● Alıntı

Uluslararası Kıbrıs Üniversitesi,folklor/edebiyat yayınında Fatma Acun'un "Milli Mücadele Dönemi Türküleri Üzerine Örnek Çalışma"sında Kurtuluş Savaşı'na atfedilen türkülerle ilgili değerlendirme yer almakta. Bu türküye dair hikaye ise şöyle:
Urfa yöresine ait olan türkünün, “kolumu salladım toplar oynadı” ve “Tılfındır hastane” isimleri altında, yörede yaygın olarak yapılan sıra gecelerinde söylendiği görülmektedir. Türkünün değişik nüshalarıyla ilgili, çeşitli kaynaklarda birbirine benzer hikâyeler yer almaktadır. Bu hikâyeler arasında en kapsamlı olanı şöyledir: I. Dünya Savaşı'nın ardından imzalanan Mondros Mütarekesine istinaden Urfa şehri, önce İngilizler (7 Mart 1919), İngilizlerin ayrılmasıyla da Fransızlar tarafından işgal edilmiştir (31 Ekim 1919). Urfalıların işgal kuvvetlerine şiddetli direnmeleri neticesinde Fransız güçleri, 11 Nisan 1920 sabahı Hastane ve Hızmalı köprü yolunu izleyerek, iki koldan Suruç yönüne şehri terk etmeye başlarlar. Suruç civarında bulunan diğer Fransız kuvvetleriyle birleşip tekrar Urfa'ya dönmemeleri için bir Türk birliği kendilerini geriden takip etmektedir. Fransız öncüleri ve bilhassa öncüde bulunan
Ermeniler yolda ilerlerken köylülere ateş edeler, köylüler de karşılık verir ve bu suretle çatışma
başlar. Takipteki Türk birliğinin Şebeke Boğazı mevkiinde şiddetli bir çatışma yaşandığı şeklindeki raporu üzerine, Urfa ve civardaki köylerden silahlarıyla yetişenler çatışmaya katılırlar ve Fransız kuvvetlerini etkisiz hale getirirler. Urfalılar, şehri düşman işgalinden kurtardıkları için sevinç gözyaşları içerisinde dönerken duygularını bu türküyle dile getirmişlerdir”.

Şu Dalma'dan geçtin mi
Soğuk sular içtin mi
Efelerin içinde
Yörük Ali'yi seçtin mi

Yörük Ali (1896-1953) Batı Anadolu'daki Milli Mücadele'de yer almış Kuvây-ı Milliye ve ordu mensuplarının hatıralarında ismi sıkça geçen, birçok yararlıklarıyla meşhur olmuş efelerdendir. Aydın-Sultanhisar civarındaki göçebe Türkmen oymağındandır. Üç sene çetecilik yaptıktan sonra köy hayatına dönmüştür. Yunanlıların İzmir'i ve Aydın'ı işgal etmesi üzerine, tekrar küçük bir çete kurmuştur. Haziran 1920'de çetesiyle birlikte Menderes Nehri'ni sallarla geçerek Malkoç adlı tren köprüsünü muhafaza eden Yunan karakoluna başarılı bir baskın gerçekleştirmiştir. Aydın ve Köşk cephesinde bir buçuk sene kadar vuruşan ve bölgedeki çatışmalarda çok faydası görülen kuvvetler. Yörük Ali Müfrezesi adıyla anılmıştır. Yörük Ali Efe'ye İstiklal Madalyası ve Milis Beratı verilmiştir.

● Aşağıdakileri tamamlayın
**a)** Lütfen Milli Mücadele türküleri metninde gün, ay ve yılıyla birlikte verilen tarihlerin hepsini sıralayın.
**b)** Milli Mücadele türküleri metnini son cümlesinden sonra kaldığı yerden sürdürün.

● Kayıtlı satırlar
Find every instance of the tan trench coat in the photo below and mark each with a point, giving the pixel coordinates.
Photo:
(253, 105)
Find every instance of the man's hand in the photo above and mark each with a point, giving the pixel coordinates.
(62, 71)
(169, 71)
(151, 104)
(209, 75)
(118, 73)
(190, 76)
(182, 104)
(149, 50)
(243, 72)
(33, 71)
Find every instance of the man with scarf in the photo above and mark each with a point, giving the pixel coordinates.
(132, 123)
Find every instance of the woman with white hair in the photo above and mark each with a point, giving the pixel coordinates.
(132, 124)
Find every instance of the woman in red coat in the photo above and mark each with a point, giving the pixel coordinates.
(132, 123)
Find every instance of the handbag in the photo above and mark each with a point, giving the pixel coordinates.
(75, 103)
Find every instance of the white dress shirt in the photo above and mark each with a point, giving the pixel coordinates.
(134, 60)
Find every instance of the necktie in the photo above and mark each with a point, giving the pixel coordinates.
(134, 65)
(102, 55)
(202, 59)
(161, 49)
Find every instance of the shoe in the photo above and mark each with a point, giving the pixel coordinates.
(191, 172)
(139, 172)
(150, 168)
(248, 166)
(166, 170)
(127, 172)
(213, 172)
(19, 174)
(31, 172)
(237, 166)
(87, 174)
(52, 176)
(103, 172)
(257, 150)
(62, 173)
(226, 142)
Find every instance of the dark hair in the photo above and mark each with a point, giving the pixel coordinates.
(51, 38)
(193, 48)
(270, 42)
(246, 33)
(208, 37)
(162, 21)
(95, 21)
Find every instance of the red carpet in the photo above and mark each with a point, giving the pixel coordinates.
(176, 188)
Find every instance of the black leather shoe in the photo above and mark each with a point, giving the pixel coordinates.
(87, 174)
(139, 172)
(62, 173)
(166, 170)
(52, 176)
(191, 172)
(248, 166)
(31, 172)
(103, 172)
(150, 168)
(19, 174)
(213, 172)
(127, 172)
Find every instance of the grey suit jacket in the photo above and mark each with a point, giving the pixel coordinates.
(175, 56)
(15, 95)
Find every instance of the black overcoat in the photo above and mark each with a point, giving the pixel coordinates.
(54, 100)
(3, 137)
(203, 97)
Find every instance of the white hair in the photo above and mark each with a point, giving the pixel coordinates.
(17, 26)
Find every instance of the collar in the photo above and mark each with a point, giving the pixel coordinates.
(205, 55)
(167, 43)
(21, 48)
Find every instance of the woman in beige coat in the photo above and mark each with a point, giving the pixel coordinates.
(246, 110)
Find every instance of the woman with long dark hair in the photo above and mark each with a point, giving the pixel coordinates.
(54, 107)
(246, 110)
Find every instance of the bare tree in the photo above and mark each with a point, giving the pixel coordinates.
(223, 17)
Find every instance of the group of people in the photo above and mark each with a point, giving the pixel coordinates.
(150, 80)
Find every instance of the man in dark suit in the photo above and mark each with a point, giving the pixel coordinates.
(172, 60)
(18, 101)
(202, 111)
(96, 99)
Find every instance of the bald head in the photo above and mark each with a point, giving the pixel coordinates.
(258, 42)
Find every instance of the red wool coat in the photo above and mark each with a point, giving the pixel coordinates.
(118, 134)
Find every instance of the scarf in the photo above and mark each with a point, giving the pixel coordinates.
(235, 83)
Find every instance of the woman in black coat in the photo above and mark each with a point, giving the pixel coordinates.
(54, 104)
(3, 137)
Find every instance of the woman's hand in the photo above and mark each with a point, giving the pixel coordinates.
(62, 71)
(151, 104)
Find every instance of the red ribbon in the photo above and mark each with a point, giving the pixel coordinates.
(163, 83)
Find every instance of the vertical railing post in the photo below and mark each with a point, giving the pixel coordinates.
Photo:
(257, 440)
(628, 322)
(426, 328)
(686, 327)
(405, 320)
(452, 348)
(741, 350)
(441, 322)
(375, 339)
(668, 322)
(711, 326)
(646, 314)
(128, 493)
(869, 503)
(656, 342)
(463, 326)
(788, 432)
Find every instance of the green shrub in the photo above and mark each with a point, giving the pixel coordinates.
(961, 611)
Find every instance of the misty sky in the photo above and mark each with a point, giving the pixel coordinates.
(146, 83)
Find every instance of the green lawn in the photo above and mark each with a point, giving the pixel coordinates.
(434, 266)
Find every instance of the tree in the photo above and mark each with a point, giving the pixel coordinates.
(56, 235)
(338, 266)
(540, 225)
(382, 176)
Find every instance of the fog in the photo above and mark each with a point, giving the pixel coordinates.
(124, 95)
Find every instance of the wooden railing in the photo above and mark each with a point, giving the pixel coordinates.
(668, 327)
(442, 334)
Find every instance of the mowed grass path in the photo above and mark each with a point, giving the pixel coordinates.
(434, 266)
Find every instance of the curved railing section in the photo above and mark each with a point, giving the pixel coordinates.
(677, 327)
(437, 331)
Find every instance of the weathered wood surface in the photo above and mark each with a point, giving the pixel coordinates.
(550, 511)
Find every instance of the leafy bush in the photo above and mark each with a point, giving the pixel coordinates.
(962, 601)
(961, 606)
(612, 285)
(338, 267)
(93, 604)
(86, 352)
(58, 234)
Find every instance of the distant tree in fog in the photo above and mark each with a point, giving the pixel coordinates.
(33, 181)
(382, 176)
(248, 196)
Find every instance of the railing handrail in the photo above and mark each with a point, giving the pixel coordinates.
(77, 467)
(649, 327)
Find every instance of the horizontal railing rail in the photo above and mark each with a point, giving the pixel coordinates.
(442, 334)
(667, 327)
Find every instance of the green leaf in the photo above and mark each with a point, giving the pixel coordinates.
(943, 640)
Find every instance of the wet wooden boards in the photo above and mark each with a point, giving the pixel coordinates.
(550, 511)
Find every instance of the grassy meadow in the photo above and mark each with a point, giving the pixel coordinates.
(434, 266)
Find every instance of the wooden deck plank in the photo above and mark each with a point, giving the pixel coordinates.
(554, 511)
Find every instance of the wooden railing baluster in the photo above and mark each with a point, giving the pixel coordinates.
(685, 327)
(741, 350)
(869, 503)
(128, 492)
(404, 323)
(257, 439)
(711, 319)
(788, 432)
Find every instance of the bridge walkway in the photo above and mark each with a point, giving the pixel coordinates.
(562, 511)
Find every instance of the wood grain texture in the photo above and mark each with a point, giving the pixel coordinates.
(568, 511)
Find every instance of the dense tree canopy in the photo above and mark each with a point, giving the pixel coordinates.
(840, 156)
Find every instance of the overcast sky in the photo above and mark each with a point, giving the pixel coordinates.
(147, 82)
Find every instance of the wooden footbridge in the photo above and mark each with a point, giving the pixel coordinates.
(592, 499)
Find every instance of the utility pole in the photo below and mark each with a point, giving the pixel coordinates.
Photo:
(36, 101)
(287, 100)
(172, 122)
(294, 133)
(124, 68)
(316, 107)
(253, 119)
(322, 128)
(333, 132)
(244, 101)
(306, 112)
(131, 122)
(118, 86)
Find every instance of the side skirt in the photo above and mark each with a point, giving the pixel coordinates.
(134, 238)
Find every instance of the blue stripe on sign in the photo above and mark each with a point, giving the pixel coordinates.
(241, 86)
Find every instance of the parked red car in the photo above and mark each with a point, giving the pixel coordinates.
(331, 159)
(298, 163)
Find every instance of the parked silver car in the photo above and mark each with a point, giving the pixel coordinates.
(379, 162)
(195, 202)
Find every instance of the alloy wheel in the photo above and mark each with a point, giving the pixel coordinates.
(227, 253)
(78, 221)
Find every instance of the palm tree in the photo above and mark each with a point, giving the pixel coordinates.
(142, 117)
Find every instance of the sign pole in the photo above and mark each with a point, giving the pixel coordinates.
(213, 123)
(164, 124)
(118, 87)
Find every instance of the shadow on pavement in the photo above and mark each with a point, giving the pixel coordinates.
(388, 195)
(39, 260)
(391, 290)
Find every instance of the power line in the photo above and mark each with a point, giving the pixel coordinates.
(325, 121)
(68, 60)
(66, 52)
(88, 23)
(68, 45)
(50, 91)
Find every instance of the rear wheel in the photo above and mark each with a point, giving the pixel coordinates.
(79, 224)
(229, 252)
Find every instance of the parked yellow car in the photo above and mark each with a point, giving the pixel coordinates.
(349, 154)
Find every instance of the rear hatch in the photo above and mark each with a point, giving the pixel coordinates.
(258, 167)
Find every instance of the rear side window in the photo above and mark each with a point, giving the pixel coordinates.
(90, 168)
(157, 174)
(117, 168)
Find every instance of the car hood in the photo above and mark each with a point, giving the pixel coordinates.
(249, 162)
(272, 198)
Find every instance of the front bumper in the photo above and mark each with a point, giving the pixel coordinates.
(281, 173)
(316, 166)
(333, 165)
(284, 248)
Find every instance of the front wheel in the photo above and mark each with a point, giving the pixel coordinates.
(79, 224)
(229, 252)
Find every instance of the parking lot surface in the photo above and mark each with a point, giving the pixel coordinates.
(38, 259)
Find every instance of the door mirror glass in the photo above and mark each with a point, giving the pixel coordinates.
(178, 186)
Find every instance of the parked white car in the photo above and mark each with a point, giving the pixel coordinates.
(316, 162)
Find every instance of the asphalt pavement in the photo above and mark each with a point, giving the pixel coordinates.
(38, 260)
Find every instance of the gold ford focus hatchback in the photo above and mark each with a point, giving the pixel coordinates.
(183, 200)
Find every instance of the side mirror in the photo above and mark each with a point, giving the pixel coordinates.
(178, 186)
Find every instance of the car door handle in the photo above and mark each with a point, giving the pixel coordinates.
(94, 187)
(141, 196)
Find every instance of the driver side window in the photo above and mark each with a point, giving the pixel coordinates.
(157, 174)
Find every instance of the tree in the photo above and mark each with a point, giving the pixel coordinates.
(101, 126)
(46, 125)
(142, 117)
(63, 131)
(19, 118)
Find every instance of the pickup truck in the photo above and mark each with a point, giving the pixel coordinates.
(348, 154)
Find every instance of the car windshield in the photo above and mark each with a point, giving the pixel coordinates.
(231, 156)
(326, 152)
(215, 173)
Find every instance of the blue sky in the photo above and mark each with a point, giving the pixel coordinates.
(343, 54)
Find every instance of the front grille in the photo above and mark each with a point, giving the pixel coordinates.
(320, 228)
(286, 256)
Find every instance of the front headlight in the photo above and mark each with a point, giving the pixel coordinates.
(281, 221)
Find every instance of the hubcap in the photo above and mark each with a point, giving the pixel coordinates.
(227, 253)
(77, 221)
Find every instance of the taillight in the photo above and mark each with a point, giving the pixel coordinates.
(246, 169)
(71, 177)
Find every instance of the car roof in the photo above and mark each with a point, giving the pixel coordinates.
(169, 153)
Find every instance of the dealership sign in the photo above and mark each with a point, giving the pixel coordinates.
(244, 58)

● Görevlere göre yanıtlar
**a)** 7 Mart 1919, 31 Ekim 1919, 11 Nisan 1920

**b)**
Demirci de Mehmet Efem de geliyor açılsın yollar
Sıralanmışta koç yiğitler kaçılsın dağlar
Yürü bre Demirci de Mehmet Efem dağlar yürüsün
Hainleri düşmanları korkuda bürüsün

: Demirci Mehmet Efe (1885-1959). Milli Mücadele'de yararlığı görülen efelerden biridir. Nazilli ilçesinin Pirlibey köyündendir. Efe olmadan önce demircilik yapmış, bu sebeple “Demirci” sanı ile ünlenmiştir. I. Dünya Savaşı sırasında
kendisine karşı yapılan onur kırıcı bir olaydan dolayı askerden kaçmış, köyüne dönerek zeybek olmuş, dağa çıkmıştır. 15 Mayıs 1919'da Yunan kuvvetlerinin İzmir'e çıkmasından sonra Milli Mücadele'ye katılmıştır.Düşman Nazilli'ye gelince, Demirci Mehmet Efe'nin zararsız duruma getirilmesi için kendisine önemli armağanlar göndererek generallik vaadinde bulunulur. Demirci Mehmet Efe bunları geri çevirerek, düşmanla savaşa girişir. Bu arada düşmanın elinde bulunan Nazilli'deki silah deposunu basarak kendi adamlarına dağıttır ve zeybekler ordusunun Demirci Alayını kurmaya başlar.

10 Temmuz'da Aydın'ın doğusundaki Umurlu'ya gelerek Cephe Komutanı Binbaşı İsmail Hakkı Bey'in komutasına girer. Burada asker toplayarak alayının gücünü artırır ve çok sayıda efe de onun emrine girer. Böylece, Demirci Efe kuvvetleri önemli bir birlik oluşturur. 16 Temmuzda düşman elinde bulunan Aydın'a bir saldırıda bulunur, fakat üstün ateş karşısında ilerleyemez. Para toplamak üzere Denizli'ye gönderdiği Söke'li Ali Efe'nin öldürülmesi ve adamlarının şehirden kovulması üzerine, Demirci Mehmet Efe Denizli'yi basarak, kendisini karşılamaya çıkan memurları hemen öldürtür. Ali Efe'nin ölümünden sorumlu tuttuğu yüz kadar kişiyi de kurşuna dizer ve şehri yakacağını bildirir. Bu kararından güçlükle vazgeçirilir. Bu olaydan sonra ünü her yerde yayılır. Emrinde bulunan 10 bin kişiyle Aydın cephesinde düşman saldırılarını durdurmada başarı sağlar. 5 Ekim 1919'da Aydın Cephesi Umum Kuvây-ı Milliye Komutanı olur. Savaştan sonra köyüne çekilir ve hayatının sonuna kadar burada yaşar. Bu anlatılanlar, Demirci Mehmet Efe'nin hayatıyla beraber, ana hatlarıyla türkü hikâyesini
de oluşturmaktadır.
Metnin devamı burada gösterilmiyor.